The deeply philosophical question of "What is business for?" is addressed in the text. The discussion is indebted to some accounting scandals in the U.S. - but we should ask ourselves this question even without any scandals and cises. After all, it is also about the question whether the market has a kind of self-regulation that selects companies. Definitely the market economy does it via economic factors - if there is no more money and no one wants to lend you money, then it will also be impossible to pay the musicians and so the music stops playing and the dance comes to an end.
But the fact is, when the truth is in the dark and confidence is undermined, it discourages players from staying in the game. And that also has an impact on the ordinary small investor, who is increasingly looking for investment opportunities because stocks, funds, hedge funds, warrants, etc. are no longer attractive enough. This ordinary small investor is supposed to be representative of the middle class - I'll call him Mr. Schmidt from now on. And Mr. Schmidt wonders whether prosperity is also possible by the state. In a hypercapitalist world, Mr. Schmidt was immediately laughed at when he voiced this thought, and the scandals were sacrificed under the primacy of expediency only to calm the markets again. The prevailing pragmatism and utilitarianism must live on!
Trust, too, is fragile. An investment trust is a financial company that invests its subscribed capital in securities for the benefit of its investors - but to describe trust only as a confidence is also legitimate - all very fragile! Especially when there are managers who no longer act for the benefit of the shareholders or stakeholders, do not fulfill their need satisfaction mandate and only work into their own pockets. For Mr. Schmidt it is easy and tempting to point the finger at those at the top, but they are only playing by the new rules and not everyone is a fraud. So shouldn't Mr. Schmidt rather be critical of the system and the rules?

= ACTIONS TO TAKE =
1: Name the investment types that the passage on what business is for says the ordinary small investor no longer finds attractive enough.
2: Write the next part of the passage on what business is for, picking up after its final sentence.
The items after this point are separate material and have no connection to the passage on what business is for.

(Items from a data source)
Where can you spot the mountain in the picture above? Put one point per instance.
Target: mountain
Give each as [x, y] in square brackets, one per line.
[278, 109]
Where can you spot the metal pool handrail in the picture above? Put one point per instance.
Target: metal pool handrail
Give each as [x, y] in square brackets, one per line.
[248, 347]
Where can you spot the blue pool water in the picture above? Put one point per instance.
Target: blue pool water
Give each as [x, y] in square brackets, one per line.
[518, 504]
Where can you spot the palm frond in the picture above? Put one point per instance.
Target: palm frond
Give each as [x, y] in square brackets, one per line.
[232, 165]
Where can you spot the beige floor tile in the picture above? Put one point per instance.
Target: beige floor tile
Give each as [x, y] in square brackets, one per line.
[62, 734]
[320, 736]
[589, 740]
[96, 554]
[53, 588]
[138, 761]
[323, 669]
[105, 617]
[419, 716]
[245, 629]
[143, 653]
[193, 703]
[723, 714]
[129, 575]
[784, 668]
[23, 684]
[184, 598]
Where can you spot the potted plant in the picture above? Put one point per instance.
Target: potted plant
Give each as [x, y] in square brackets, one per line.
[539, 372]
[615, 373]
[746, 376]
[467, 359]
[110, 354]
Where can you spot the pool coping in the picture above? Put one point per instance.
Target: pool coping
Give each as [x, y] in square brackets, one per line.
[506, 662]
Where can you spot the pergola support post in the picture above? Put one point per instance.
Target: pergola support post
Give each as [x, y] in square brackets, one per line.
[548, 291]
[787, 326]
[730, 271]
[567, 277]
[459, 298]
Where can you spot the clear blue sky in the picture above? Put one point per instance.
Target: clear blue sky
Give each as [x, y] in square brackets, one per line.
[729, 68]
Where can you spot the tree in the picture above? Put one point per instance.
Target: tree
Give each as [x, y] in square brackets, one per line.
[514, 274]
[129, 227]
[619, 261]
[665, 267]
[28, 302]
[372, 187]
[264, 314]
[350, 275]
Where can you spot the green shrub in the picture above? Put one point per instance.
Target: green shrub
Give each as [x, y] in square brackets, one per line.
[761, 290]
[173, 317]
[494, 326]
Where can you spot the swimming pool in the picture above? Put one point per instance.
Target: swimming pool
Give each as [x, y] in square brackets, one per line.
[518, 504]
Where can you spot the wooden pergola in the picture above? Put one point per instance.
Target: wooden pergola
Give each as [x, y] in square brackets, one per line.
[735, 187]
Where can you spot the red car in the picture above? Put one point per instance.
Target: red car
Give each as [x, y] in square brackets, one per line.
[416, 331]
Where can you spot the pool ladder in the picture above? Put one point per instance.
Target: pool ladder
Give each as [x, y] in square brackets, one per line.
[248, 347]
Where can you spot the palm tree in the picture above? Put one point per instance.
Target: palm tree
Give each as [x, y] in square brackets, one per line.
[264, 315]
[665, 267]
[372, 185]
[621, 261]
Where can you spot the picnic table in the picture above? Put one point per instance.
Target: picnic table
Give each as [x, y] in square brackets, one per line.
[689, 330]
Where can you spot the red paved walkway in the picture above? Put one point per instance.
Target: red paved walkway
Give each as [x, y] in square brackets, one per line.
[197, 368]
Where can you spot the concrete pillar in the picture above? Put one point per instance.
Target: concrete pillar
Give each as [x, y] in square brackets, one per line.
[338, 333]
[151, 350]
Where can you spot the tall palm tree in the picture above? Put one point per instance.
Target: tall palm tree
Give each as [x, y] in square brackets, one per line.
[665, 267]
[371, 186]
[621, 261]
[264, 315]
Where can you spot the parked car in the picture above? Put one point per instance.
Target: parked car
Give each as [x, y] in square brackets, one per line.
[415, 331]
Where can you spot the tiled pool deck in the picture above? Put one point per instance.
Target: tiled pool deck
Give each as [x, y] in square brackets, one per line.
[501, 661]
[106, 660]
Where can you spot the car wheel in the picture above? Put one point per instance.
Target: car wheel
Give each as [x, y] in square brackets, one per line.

= FINAL RESULTS =
1: Stocks, funds, hedge funds, warrants

2:
For U.S. capitalism, rising stock prices are a sign of economic success. A misconception - the stock market is the same as any other market, only more perfect. When Mr. Schmidt goes to a grocery store, he is happy when the potatoes are cheap, just as he is happy when he buys shares in a company at a low price. But if it becomes an obsession for Mr. Schmidt (to buy cheaply and sell more expensively) then he can quickly lose sight of the essentials. If only because the essence of economic activity is to buy cheaply and sell expensively. A simple pragmatic law - to question it would be a fight against windmills, the rejection of gravity or to join the assertion of an earth as a disk.
Warrants - in the 1980s only 2% and now well over 60% of the securities volume, are a clear sign of which interests the capital market represents. Namely - none for the interests of the stakeholders. The belief that investors look for companies that fit (ethically and aesthetically) well with their living room furnishings is rather to be excluded.
Charles Handy actually assumes that Europeans look with envy and resentment at the U.S. stock markets. But one should ask oneself, which meaning a "Wall-Street" with its opening hours still plays in the globalized and free trade (free money flows) and the present communication possibilities, if not only as a symbol for a long gone time? And let's look back even longer, even shortly before the discovery of America. Once upon a time, in the 15th century, there was a small town called Amsterdam. The citizens were making so much money trading spices that they didn't know what to do with it. Then one of them discovered a flower called a tulip. Not a particularly good tasting or beautiful flower - but still, at the height of the tulpomania, the proud price of 30,000 guilders was offered for three tulip bulbs (the average annual income at the time was 150 guilders). The Dutch exported the game to the U.S., and U.S. citizens dutifully continued to play it. And yes, Europeans do indeed look at U.S. markets with envy and admiration. Not because of the dollars, but because they still manage (despite the game) not to lose their sane minds.
But it is also understandable that Mr. Schmidt suddenly wants a rethink along European lines. Free health care, and free education, social housing, acceptable living conditions in old age, in case of illness and unemployment, etc. But Mr. Schmidt must also pay the price. Higher taxes and a rethinking of his view of society. He would have to (as a representative of the middle class) no longer look upward and follow as well emulate the elites, but look downward and help the weakest in society. When he has achieved this, then a utopian but realizable society will form that slowly but steadily leads to prosperity.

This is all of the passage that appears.